* [PROBLEM DETAILS]:
Please write out the whole passage on pain and beauty below, word for word.
[Opening SOURCE EXTRACT section]
It is unrealistic to think that there will be an end to all pain among a small group of society and the formation of a complete breach between the different classes. Nevertheless, the impact of an era of "a pill for every pain" is already taking shape in American culture. The prosperous are delving into a culture of quick, anesthesia-aided procedures that set the standards of beauty higher than the less wealthy can afford. Others who have learned to cope with pain and use it as a source of beauty are trying to meet the unrealistic plastic surgery standards under more intense and more prolonged physical and emotional pain of self-induced starvation and low-self esteem.

The fissure is even wider between different cultures. In the third world such as certain Latin American countries where painkillers and healthcare are a luxury, religions like Christianity, Buddhism, and others which teach a doctrine of embracing pain as a beautiful and spiritual exercise are exploding. In the United States and particularly Europe, however, where pain is dismissed as unnecessary and even evil and where healthcare stifles prolonged suffering, the number of practicing religious is falling. The character of the third world is becoming very distinct from the morality upheld in the first world because suffering people have a different aesthetic prospective than well-fed, well-medicated people. The gap in perspective is damaging to our global community.

The ultimate paradox is the relationship between beauty and pain. Pain can result in beauty by transforming people into stronger individuals, but we strive to eliminate most of the suffering in the world. The more pain and conflict we eliminate from our own personal experience, the more potential beauty that could result from suffering is lost. We become more and more unable to relate to the sufferers of pain because we lose their aesthetic perspective. Self-inflicting pain can create a kind of localized and transient cultural beauty, yet to inflict pain on others is not beautiful.

It is significant, however, that the pain-beauty relationship is a paradox and not a contradiction. Small, painful cultural practices that we use to beautify ourselves are avenues for us to express our roles as contributing, integrated members of society. We need pain to remind us of our vulnerability and make us constantly alert and aware of the beauty of the world around us, but we also need its end because the resolution is part of the aesthetic experience. Tension implies resolution.
[Closing SOURCE EXTRACT section]
[Opening EXTRACTED INFORMATION section]
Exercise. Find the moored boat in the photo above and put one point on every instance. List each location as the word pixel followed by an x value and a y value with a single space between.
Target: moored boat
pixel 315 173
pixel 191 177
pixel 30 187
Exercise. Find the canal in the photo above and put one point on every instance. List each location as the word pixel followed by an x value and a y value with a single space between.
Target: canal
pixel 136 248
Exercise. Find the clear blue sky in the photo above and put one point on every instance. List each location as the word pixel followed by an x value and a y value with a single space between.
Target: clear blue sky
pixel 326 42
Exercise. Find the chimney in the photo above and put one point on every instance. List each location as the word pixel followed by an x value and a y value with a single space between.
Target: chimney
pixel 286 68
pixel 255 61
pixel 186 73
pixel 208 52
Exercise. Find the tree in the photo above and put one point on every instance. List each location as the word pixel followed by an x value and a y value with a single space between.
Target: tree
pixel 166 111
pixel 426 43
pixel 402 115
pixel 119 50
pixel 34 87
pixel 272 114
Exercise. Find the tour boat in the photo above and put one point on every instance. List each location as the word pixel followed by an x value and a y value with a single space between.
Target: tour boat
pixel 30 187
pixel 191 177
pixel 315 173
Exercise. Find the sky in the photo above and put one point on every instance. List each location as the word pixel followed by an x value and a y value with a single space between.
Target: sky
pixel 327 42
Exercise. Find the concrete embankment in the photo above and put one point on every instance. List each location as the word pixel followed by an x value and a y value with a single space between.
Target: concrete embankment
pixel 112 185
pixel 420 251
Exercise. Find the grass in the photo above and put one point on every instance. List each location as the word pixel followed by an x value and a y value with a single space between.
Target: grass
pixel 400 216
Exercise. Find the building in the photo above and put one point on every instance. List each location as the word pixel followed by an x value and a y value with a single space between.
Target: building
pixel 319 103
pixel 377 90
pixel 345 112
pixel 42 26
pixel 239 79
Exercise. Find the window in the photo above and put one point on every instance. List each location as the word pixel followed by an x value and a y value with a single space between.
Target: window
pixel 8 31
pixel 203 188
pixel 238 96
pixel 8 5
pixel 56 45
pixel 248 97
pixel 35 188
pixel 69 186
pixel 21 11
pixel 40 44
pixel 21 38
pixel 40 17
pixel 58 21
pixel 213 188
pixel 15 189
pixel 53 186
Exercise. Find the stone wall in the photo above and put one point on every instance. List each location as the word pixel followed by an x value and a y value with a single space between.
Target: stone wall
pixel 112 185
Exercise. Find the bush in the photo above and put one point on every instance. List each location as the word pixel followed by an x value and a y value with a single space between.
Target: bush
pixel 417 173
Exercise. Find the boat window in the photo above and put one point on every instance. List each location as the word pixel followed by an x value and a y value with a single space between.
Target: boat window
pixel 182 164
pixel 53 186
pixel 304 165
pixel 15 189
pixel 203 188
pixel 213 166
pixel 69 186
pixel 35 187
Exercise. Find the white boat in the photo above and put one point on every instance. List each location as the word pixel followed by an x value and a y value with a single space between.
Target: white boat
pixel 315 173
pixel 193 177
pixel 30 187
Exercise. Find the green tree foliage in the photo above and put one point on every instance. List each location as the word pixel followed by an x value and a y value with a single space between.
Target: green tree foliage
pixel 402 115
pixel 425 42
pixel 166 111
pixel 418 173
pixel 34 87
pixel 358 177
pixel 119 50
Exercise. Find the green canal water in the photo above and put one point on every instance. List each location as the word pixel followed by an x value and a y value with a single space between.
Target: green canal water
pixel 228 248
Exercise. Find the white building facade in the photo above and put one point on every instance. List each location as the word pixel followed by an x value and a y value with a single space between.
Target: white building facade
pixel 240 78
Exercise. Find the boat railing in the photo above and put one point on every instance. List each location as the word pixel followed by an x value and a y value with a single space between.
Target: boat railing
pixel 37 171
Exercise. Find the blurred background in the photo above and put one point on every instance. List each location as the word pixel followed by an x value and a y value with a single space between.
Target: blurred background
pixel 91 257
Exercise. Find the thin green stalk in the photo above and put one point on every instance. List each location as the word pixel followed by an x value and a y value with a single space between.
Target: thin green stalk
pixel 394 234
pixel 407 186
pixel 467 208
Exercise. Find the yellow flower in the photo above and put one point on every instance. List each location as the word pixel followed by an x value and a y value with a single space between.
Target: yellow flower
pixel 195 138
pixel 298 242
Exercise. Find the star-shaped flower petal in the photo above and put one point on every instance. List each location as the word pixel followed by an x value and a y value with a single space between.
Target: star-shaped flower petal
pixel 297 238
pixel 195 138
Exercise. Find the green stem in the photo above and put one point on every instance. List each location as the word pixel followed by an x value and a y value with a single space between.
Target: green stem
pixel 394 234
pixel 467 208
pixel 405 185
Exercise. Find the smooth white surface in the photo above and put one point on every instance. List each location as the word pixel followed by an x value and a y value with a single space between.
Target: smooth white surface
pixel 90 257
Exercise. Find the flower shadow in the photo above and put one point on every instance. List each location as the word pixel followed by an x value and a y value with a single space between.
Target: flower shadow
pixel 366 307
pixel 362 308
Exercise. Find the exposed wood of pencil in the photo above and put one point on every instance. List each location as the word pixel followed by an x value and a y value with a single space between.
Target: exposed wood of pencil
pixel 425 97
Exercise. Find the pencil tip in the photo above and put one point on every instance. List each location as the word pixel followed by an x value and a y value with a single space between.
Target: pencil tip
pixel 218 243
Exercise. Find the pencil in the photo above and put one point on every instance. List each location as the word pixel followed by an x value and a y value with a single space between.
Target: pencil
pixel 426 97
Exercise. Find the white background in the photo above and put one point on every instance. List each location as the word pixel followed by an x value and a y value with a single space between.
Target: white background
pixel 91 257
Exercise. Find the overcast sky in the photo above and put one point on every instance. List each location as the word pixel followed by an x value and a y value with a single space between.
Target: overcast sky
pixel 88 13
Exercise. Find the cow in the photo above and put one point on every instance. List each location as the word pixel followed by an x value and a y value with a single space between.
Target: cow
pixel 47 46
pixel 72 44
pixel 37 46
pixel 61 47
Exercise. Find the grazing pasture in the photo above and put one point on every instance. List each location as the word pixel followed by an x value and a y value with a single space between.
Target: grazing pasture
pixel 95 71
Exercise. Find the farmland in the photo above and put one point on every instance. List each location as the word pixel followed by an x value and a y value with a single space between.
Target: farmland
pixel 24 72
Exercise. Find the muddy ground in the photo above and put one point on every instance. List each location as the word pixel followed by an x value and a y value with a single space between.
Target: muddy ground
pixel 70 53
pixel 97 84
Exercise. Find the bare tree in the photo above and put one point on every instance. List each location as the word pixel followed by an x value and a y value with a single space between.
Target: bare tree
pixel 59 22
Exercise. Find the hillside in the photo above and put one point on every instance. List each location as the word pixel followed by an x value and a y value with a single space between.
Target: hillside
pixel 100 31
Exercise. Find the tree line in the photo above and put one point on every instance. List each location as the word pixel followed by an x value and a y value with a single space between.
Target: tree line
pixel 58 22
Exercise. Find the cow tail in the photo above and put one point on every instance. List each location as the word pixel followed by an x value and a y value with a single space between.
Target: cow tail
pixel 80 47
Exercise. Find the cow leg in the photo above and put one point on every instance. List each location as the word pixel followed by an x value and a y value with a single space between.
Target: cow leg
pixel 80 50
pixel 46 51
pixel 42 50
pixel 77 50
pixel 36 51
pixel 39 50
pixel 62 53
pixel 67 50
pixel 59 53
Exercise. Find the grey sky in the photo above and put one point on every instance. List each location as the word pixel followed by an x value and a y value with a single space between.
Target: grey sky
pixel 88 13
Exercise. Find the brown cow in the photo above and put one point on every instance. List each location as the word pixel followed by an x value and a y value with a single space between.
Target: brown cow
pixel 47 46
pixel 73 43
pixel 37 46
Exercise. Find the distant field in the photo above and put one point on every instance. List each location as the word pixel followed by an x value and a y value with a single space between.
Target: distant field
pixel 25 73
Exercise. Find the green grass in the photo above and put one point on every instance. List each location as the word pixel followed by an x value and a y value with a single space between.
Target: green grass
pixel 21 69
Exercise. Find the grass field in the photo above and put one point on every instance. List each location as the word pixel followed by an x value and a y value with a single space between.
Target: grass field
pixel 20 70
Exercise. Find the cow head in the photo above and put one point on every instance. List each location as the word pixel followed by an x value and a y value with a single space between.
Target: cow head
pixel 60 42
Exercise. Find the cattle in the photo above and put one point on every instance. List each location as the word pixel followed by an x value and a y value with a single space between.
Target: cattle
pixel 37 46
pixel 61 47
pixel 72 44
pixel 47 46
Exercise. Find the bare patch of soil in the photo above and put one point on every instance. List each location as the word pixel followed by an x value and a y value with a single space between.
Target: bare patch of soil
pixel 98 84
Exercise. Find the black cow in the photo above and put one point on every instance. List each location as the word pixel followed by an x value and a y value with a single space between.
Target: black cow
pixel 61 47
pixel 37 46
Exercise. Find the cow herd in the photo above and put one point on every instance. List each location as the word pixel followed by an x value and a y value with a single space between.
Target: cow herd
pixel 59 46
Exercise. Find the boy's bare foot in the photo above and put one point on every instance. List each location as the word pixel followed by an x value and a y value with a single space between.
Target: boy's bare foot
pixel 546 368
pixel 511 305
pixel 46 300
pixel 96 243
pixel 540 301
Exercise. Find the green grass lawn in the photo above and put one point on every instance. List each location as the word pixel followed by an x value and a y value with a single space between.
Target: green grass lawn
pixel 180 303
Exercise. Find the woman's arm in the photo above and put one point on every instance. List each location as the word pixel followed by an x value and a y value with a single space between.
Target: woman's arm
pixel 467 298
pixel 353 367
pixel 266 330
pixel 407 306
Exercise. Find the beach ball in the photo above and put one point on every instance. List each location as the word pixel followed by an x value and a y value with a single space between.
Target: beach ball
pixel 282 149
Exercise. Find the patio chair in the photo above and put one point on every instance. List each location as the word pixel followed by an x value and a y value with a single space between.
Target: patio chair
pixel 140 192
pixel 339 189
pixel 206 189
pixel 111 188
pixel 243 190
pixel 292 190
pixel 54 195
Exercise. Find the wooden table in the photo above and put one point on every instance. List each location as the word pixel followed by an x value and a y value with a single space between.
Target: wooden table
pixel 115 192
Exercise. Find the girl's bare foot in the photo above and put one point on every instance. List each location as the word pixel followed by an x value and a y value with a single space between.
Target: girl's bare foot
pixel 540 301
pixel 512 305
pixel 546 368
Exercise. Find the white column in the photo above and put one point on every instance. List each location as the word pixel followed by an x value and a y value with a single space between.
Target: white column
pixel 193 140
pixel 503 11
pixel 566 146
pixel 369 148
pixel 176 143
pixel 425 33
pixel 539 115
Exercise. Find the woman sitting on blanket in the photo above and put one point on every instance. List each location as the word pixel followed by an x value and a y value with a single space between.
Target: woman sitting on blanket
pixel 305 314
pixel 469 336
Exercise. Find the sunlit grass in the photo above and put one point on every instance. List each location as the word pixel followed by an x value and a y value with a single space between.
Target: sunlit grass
[Closing EXTRACTED INFORMATION section]
* [SOLUTION TO THIS PROBLEM]:
It is unrealistic to think that there will be an end to all pain among a small group of society and the formation of a complete breach between the different classes. Nevertheless, the impact of an era of "a pill for every pain" is already taking shape in American culture. The prosperous are delving into a culture of quick, anesthesia-aided procedures that set the standards of beauty higher than the less wealthy can afford. Others who have learned to cope with pain and use it as a source of beauty are trying to meet the unrealistic plastic surgery standards under more intense and more prolonged physical and emotional pain of self-induced starvation and low-self esteem.

The fissure is even wider between different cultures. In the third world such as certain Latin American countries where painkillers and healthcare are a luxury, religions like Christianity, Buddhism, and others which teach a doctrine of embracing pain as a beautiful and spiritual exercise are exploding. In the United States and particularly Europe, however, where pain is dismissed as unnecessary and even evil and where healthcare stifles prolonged suffering, the number of practicing religious is falling. The character of the third world is becoming very distinct from the morality upheld in the first world because suffering people have a different aesthetic prospective than well-fed, well-medicated people. The gap in perspective is damaging to our global community.

The ultimate paradox is the relationship between beauty and pain. Pain can result in beauty by transforming people into stronger individuals, but we strive to eliminate most of the suffering in the world. The more pain and conflict we eliminate from our own personal experience, the more potential beauty that could result from suffering is lost. We become more and more unable to relate to the sufferers of pain because we lose their aesthetic perspective. Self-inflicting pain can create a kind of localized and transient cultural beauty, yet to inflict pain on others is not beautiful.

It is significant, however, that the pain-beauty relationship is a paradox and not a contradiction. Small, painful cultural practices that we use to beautify ourselves are avenues for us to express our roles as contributing, integrated members of society. We need pain to remind us of our vulnerability and make us constantly alert and aware of the beauty of the world around us, but we also need its end because the resolution is part of the aesthetic experience. Tension implies resolution.